Work to be completed >>
Your answer must be an exact copy of the data, without any pictures.

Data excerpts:

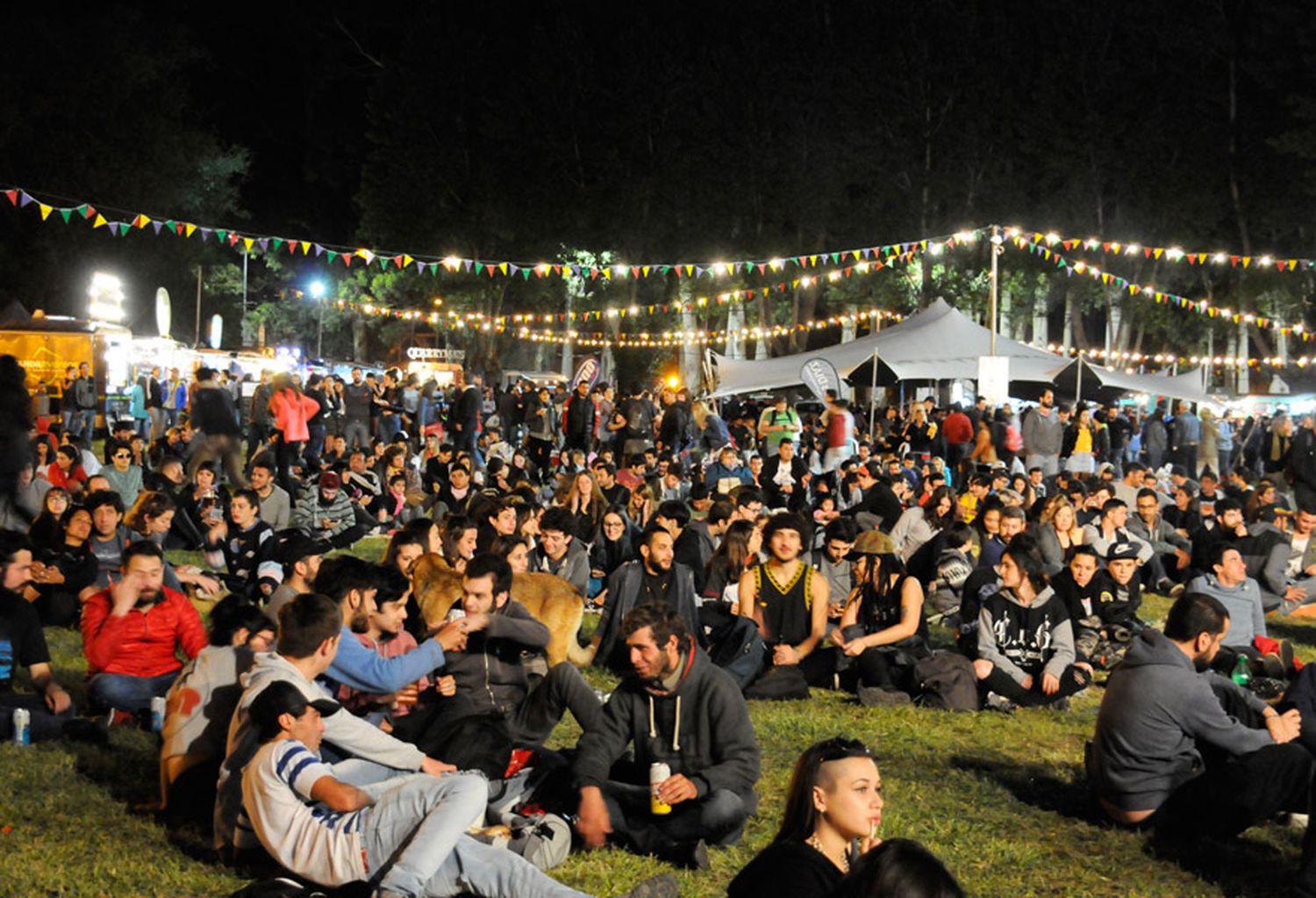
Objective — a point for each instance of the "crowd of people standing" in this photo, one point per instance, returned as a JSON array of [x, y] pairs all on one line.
[[733, 555]]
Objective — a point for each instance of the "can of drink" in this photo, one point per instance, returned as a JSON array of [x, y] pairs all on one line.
[[158, 714], [658, 773], [21, 727]]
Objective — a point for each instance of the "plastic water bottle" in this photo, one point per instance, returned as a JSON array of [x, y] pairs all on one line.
[[1241, 673], [158, 710], [21, 727]]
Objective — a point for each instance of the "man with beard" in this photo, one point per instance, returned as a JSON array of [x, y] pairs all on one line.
[[653, 578], [275, 505], [681, 710], [325, 514], [1194, 753], [789, 600], [24, 644], [350, 582], [108, 536], [133, 631]]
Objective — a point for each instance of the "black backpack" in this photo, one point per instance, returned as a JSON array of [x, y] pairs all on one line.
[[947, 681]]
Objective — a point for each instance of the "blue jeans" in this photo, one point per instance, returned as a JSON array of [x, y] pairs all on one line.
[[125, 693]]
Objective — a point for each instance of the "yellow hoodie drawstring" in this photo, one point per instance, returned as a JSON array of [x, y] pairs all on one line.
[[653, 727], [676, 735]]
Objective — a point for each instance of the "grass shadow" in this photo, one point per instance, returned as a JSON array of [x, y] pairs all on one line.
[[1036, 785]]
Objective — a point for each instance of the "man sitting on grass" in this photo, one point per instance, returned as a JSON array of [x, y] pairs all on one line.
[[679, 708], [405, 837], [1026, 640], [310, 631], [1190, 752], [352, 582], [490, 677], [202, 700], [133, 632]]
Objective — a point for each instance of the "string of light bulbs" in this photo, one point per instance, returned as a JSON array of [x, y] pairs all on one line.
[[1199, 305]]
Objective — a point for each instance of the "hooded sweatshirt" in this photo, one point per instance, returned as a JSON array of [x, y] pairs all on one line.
[[490, 671], [1026, 640], [700, 727], [1155, 710]]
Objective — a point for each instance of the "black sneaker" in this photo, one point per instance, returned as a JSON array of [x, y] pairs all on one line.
[[874, 697], [655, 887]]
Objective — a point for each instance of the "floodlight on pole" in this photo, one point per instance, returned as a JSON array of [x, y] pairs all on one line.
[[105, 298]]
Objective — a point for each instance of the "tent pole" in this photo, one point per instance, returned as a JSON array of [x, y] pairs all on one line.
[[995, 271], [873, 390]]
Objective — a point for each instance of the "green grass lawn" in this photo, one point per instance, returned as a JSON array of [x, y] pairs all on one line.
[[1002, 800]]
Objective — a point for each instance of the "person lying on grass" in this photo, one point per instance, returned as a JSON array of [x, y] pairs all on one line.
[[1026, 642], [1191, 752], [407, 837]]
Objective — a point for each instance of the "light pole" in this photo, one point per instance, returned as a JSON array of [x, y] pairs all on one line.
[[318, 292]]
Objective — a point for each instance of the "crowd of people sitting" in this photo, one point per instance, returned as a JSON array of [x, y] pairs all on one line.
[[325, 703]]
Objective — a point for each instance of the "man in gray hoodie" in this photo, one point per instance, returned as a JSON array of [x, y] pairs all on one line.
[[1191, 752], [1042, 436]]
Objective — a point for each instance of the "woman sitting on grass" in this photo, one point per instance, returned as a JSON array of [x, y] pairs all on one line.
[[883, 627], [833, 811]]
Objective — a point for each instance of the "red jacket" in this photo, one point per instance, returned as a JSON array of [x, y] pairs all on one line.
[[141, 643], [291, 411]]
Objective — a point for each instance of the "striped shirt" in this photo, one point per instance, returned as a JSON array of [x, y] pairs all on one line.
[[303, 835]]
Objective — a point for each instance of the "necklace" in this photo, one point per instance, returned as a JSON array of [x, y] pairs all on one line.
[[816, 844]]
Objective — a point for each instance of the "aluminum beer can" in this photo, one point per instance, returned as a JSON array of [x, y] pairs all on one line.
[[658, 773], [158, 714], [21, 727]]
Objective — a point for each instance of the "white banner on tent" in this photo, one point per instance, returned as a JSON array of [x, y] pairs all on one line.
[[994, 378]]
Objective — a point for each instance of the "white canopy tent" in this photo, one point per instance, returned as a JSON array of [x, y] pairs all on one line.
[[942, 344]]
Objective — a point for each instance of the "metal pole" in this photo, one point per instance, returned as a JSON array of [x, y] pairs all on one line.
[[242, 321], [873, 390], [995, 273], [197, 339]]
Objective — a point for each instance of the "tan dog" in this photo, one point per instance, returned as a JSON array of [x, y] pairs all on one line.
[[550, 600]]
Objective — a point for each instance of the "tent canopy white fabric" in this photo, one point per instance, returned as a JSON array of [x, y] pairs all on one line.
[[942, 344]]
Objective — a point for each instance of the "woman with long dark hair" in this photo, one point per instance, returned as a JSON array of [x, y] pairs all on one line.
[[290, 411], [1026, 640], [883, 627], [68, 569], [899, 866], [833, 810], [736, 555]]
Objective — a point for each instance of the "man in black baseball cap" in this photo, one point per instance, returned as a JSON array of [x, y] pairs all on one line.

Exercise answer >>
Objective — a point for each instance of the "crowd of people standing" in this photo, one point per instance, returned as a JSON array of [x, y] pairs all on one line.
[[733, 555]]
Objective — a point for each instance of the "can of drink" in this photo, one point per instance, returned as a JSON array of [x, y] pairs all on one line.
[[158, 714], [658, 773], [21, 727]]
Objective — a point for each instance of the "plastic water bottle" in this photo, one point per instance, returned as a JSON array of [x, y] pairs all on one line.
[[1241, 673], [158, 710], [21, 727]]
Objective — a point for each instance of the "man with beard" in this photo, one point per instance, returned as a JSON array of [x, y] pairs all on one line.
[[653, 578], [275, 505], [681, 710], [325, 514], [1194, 753], [789, 600], [24, 644], [350, 582], [108, 536], [133, 631]]
Objective — a point for each instance of the "black backpack" in this photo, one point per instance, returned as a JSON array of [x, y] pairs all on one line.
[[947, 681]]
Objective — a point for each instance of the "blue jeans" in this photo, one point per instance, returned as a JSON array of [x, y] pairs all on one line.
[[125, 693]]
Objective — a point for each instance of the "yellow hoodie drawstring" in this photo, one point per instance, returned as a JSON array of [x, y] pairs all on one line.
[[653, 727], [676, 735]]
Objective — a point for each instance of the "grass shadow" in this photo, one point per instance, returned as a JSON array of [x, y] pairs all on one line.
[[1036, 785]]
Objective — a point for each instance of the "man sitting on grass" in this photo, one point per instance, returned as a JSON array of [x, y] pairs all on one line.
[[679, 708], [405, 837], [1026, 640], [310, 631], [1190, 752], [352, 582], [490, 677], [202, 700], [133, 632]]
Objective — a point for each instance of the "string of light bulbs" in this photo, one point per instance, returned as a JSON array of [x, y] pairs all on one line.
[[1199, 305]]
Objective — a point for each instance of the "hooded sweatshirt" in this photo, one point per instance, returned as a JSON array of [x, y] pairs all on one line.
[[490, 671], [1026, 640], [700, 727], [1155, 710]]
Objective — a point for each instance of the "black sneaker" in this photo, one point per instance, returned as a JSON array of [x, y] pairs all on one line.
[[874, 697], [655, 887]]
Objective — a point for each instance of the "floodlight on pole" in this photo, one point per instance, returned as a JSON array of [x, y] pairs all on one line.
[[105, 298]]
Objective — a point for each instance of the "tent pole" in this photo, one point per instance, returned as a JSON array of [x, y] pairs all on one line.
[[995, 271], [873, 390]]
Objective — a point for each instance of the "green grass lawn" in this photo, one point per instance, returned as a JSON array of [x, y] pairs all on one line.
[[1002, 800]]
Objective — a point for each instance of the "person lying on grass" in this photo, one point per instance, returned as a JSON array of [x, y] pairs all on one line.
[[1026, 642], [1191, 752], [407, 837]]
Objective — a point for each instance of the "light pole" in this photo, one point per instance, returned as a JSON array of [x, y] pairs all on one line.
[[318, 292]]
Objective — a point for each instance of the "crowd of people sitting" in this photo, one point per instance, returned as a JSON array of [x, y] pairs all on one line.
[[325, 703]]
Objective — a point for each instance of the "man in gray hoodie" in this photo, one point per instance, returned as a JSON array of [x, y] pairs all on one line.
[[1191, 752], [1042, 436]]
Objective — a point for each instance of the "woman sitting on grass" in this photo, one point per instance, returned as a JSON array of [x, y] pairs all on one line.
[[883, 627], [833, 811]]
Objective — a point for each instance of the "red jacket" in this photo, one point per instance, returned as a JSON array of [x, y] pairs all on one line.
[[141, 643], [291, 411]]
Objective — a point for each instance of the "striped shirt" in this photo, one point per instance, returned as a JSON array of [x, y] pairs all on one line.
[[303, 835]]
Objective — a point for each instance of the "necklace" in this photo, one point per instance, returned as a JSON array of [x, y] pairs all on one line.
[[816, 844]]
Objective — a point for each instance of the "aluminum beer can" in this photo, one point per instance, returned as a JSON array of [x, y] pairs all on one line.
[[658, 773], [158, 714], [21, 727]]
Objective — a point for each instance of the "white banner on tent" in this photo, one point per instance, returned as a JSON array of [x, y] pairs all on one line.
[[994, 378]]
Objective — a point for each instance of the "white canopy tent" in this photo, one point per instance, returned as a JSON array of [x, y] pairs all on one line.
[[942, 344]]
Objective — a point for each instance of the "metal pole" in this photo, one point per instance, returned as a JSON array of [x, y] pairs all on one line.
[[242, 321], [873, 390], [995, 273], [197, 339]]
Objective — a point for each instance of the "tan dog" in this photo, one point per instance, returned as a JSON array of [x, y] pairs all on one line.
[[550, 600]]
Objective — a point for each instance of the "tent canopy white fabric" in this photo, one point per instance, returned as a JSON array of [x, y] pairs all on one line.
[[942, 344]]
Objective — a point for each instance of the "woman with long dark hair" in this photo, one point per instance, returned as a JSON array of [x, y] pairs all on one line.
[[290, 411], [1026, 640], [883, 627], [68, 569], [899, 866], [833, 810], [736, 555]]
Objective — a point for each instance of the "man in black baseball cap" in this photo, one point per instance, returned as a JSON array of [x, y] pairs all on one line.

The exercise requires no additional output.